Report each line below that contains the string "patio" by copying the whole line. Case counts when matching.
──────── STORED ROWS
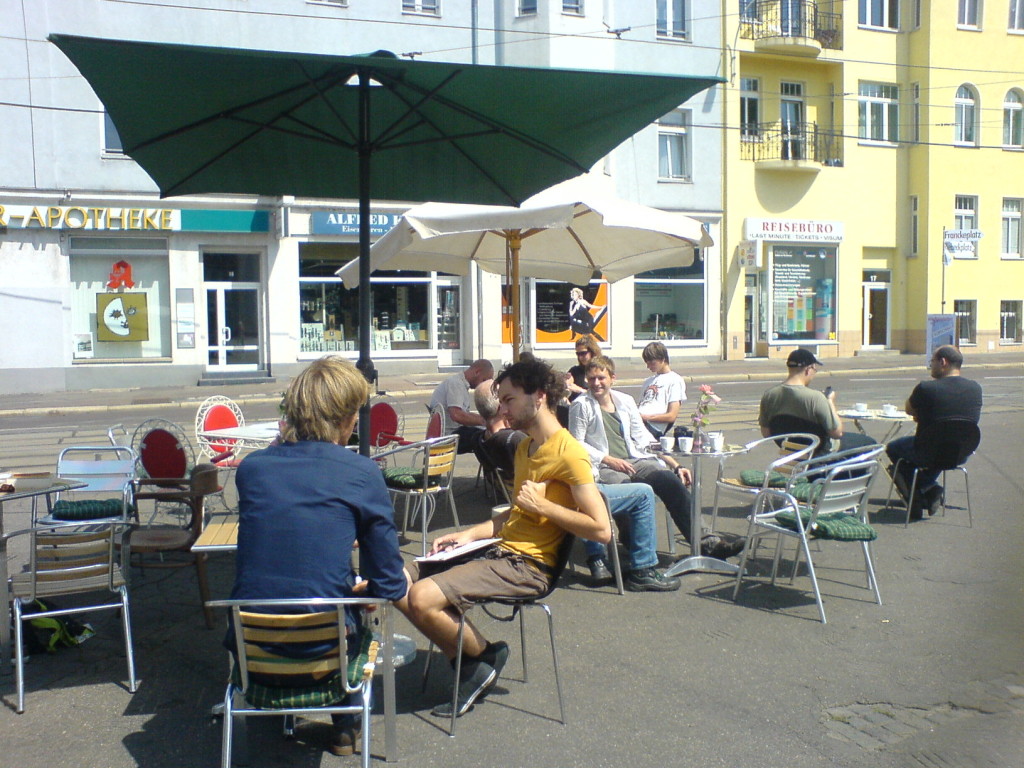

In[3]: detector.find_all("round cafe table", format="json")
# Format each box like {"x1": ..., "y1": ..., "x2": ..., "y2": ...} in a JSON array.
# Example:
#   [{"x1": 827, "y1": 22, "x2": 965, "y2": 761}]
[{"x1": 665, "y1": 445, "x2": 746, "y2": 577}]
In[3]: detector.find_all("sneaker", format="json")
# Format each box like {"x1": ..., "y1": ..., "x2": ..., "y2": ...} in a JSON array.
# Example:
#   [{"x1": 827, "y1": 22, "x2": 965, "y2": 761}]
[
  {"x1": 327, "y1": 727, "x2": 362, "y2": 758},
  {"x1": 700, "y1": 534, "x2": 746, "y2": 560},
  {"x1": 430, "y1": 645, "x2": 499, "y2": 718},
  {"x1": 921, "y1": 485, "x2": 944, "y2": 517},
  {"x1": 626, "y1": 568, "x2": 681, "y2": 592},
  {"x1": 587, "y1": 555, "x2": 611, "y2": 585}
]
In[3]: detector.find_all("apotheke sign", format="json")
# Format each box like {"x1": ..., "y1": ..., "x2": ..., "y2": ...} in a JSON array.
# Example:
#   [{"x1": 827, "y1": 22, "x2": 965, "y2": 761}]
[{"x1": 744, "y1": 219, "x2": 843, "y2": 243}]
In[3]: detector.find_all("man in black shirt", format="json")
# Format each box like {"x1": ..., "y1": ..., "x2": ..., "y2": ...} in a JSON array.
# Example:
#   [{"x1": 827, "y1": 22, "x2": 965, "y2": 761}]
[{"x1": 886, "y1": 345, "x2": 982, "y2": 520}]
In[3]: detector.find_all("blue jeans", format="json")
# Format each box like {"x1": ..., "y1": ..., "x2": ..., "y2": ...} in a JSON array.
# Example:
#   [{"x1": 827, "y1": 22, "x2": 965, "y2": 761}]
[
  {"x1": 886, "y1": 435, "x2": 939, "y2": 494},
  {"x1": 584, "y1": 482, "x2": 657, "y2": 570}
]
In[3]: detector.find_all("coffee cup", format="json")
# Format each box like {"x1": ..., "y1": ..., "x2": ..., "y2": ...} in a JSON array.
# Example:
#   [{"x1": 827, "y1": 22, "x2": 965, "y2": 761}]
[{"x1": 708, "y1": 432, "x2": 725, "y2": 453}]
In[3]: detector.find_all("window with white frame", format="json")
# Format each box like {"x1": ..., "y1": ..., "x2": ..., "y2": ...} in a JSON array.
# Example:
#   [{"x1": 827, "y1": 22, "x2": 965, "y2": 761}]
[
  {"x1": 1002, "y1": 90, "x2": 1024, "y2": 150},
  {"x1": 857, "y1": 0, "x2": 899, "y2": 30},
  {"x1": 657, "y1": 110, "x2": 691, "y2": 181},
  {"x1": 953, "y1": 85, "x2": 978, "y2": 146},
  {"x1": 103, "y1": 110, "x2": 125, "y2": 155},
  {"x1": 401, "y1": 0, "x2": 441, "y2": 16},
  {"x1": 739, "y1": 78, "x2": 761, "y2": 141},
  {"x1": 910, "y1": 83, "x2": 921, "y2": 143},
  {"x1": 910, "y1": 195, "x2": 918, "y2": 256},
  {"x1": 953, "y1": 195, "x2": 978, "y2": 259},
  {"x1": 1001, "y1": 198, "x2": 1024, "y2": 259},
  {"x1": 857, "y1": 83, "x2": 899, "y2": 144},
  {"x1": 657, "y1": 0, "x2": 686, "y2": 38},
  {"x1": 953, "y1": 299, "x2": 978, "y2": 344},
  {"x1": 999, "y1": 301, "x2": 1024, "y2": 344},
  {"x1": 956, "y1": 0, "x2": 981, "y2": 27},
  {"x1": 1010, "y1": 0, "x2": 1024, "y2": 32}
]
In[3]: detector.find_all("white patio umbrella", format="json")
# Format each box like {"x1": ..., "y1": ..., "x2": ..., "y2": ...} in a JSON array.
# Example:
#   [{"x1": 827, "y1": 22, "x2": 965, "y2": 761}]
[{"x1": 338, "y1": 177, "x2": 713, "y2": 359}]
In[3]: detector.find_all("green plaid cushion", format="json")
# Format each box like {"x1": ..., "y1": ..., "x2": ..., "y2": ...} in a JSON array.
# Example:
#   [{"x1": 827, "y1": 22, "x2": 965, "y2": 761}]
[
  {"x1": 739, "y1": 469, "x2": 788, "y2": 488},
  {"x1": 53, "y1": 499, "x2": 123, "y2": 520},
  {"x1": 775, "y1": 509, "x2": 879, "y2": 542},
  {"x1": 231, "y1": 625, "x2": 374, "y2": 710},
  {"x1": 381, "y1": 467, "x2": 439, "y2": 488}
]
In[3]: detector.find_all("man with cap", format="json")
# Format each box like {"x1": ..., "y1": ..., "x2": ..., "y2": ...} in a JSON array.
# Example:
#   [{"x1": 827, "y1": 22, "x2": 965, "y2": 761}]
[{"x1": 758, "y1": 348, "x2": 860, "y2": 454}]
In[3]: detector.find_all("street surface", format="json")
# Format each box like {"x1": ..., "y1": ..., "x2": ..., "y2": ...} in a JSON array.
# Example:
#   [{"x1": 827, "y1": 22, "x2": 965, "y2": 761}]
[{"x1": 0, "y1": 357, "x2": 1024, "y2": 768}]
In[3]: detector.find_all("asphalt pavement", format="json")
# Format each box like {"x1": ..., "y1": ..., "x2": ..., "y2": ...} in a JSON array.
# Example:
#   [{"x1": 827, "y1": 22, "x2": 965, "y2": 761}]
[{"x1": 0, "y1": 353, "x2": 1024, "y2": 768}]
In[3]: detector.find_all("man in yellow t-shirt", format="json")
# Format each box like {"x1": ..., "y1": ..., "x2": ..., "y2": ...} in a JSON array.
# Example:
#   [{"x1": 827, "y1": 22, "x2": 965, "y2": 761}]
[{"x1": 396, "y1": 358, "x2": 611, "y2": 717}]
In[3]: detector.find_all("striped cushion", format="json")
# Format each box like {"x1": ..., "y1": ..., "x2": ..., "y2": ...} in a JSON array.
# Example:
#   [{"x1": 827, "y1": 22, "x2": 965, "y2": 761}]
[
  {"x1": 52, "y1": 499, "x2": 124, "y2": 520},
  {"x1": 775, "y1": 510, "x2": 879, "y2": 542}
]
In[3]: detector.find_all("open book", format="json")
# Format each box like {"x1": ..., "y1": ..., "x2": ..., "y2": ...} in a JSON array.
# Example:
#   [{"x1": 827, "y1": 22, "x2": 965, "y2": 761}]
[{"x1": 416, "y1": 539, "x2": 501, "y2": 562}]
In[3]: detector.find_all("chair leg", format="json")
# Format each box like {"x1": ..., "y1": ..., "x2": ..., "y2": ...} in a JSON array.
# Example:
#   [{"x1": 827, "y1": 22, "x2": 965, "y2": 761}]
[
  {"x1": 13, "y1": 597, "x2": 25, "y2": 715},
  {"x1": 120, "y1": 587, "x2": 138, "y2": 693}
]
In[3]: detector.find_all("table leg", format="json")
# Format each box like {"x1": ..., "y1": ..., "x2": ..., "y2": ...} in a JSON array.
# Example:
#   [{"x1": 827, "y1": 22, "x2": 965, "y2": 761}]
[{"x1": 665, "y1": 454, "x2": 739, "y2": 577}]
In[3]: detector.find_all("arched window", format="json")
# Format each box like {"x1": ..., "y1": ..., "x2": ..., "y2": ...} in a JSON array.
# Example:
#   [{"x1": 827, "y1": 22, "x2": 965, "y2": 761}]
[
  {"x1": 1002, "y1": 90, "x2": 1024, "y2": 150},
  {"x1": 953, "y1": 85, "x2": 978, "y2": 145}
]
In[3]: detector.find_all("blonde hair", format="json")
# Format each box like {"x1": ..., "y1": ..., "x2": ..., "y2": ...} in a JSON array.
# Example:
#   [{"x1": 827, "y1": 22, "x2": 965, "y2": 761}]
[{"x1": 281, "y1": 356, "x2": 371, "y2": 442}]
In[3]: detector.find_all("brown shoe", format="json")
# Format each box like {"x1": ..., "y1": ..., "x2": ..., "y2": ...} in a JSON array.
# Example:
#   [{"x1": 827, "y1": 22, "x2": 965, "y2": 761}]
[{"x1": 327, "y1": 728, "x2": 362, "y2": 758}]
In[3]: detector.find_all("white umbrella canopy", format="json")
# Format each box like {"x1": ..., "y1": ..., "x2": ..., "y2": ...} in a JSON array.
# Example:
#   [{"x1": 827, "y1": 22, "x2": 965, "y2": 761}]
[{"x1": 338, "y1": 178, "x2": 713, "y2": 358}]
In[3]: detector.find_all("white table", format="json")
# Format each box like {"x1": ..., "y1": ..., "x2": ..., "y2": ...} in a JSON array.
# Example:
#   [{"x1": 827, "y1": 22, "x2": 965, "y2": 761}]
[
  {"x1": 0, "y1": 477, "x2": 88, "y2": 675},
  {"x1": 665, "y1": 445, "x2": 746, "y2": 577},
  {"x1": 839, "y1": 408, "x2": 913, "y2": 443}
]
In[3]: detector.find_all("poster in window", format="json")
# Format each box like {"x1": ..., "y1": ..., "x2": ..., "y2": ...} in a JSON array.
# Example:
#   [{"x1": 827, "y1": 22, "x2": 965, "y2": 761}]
[
  {"x1": 534, "y1": 282, "x2": 609, "y2": 344},
  {"x1": 96, "y1": 293, "x2": 150, "y2": 341}
]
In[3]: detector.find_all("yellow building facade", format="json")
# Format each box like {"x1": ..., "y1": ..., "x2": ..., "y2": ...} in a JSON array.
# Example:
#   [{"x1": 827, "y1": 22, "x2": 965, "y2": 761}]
[{"x1": 722, "y1": 0, "x2": 1024, "y2": 358}]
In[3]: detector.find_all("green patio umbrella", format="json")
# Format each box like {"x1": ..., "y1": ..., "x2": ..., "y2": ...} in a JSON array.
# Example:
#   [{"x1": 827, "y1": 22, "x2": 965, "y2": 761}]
[{"x1": 49, "y1": 34, "x2": 722, "y2": 451}]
────────────────
* SOLUTION BELOW
In[3]: detector.find_all("white patio umbrella", format="json")
In[3]: detector.find_all("green patio umbrella", format="json")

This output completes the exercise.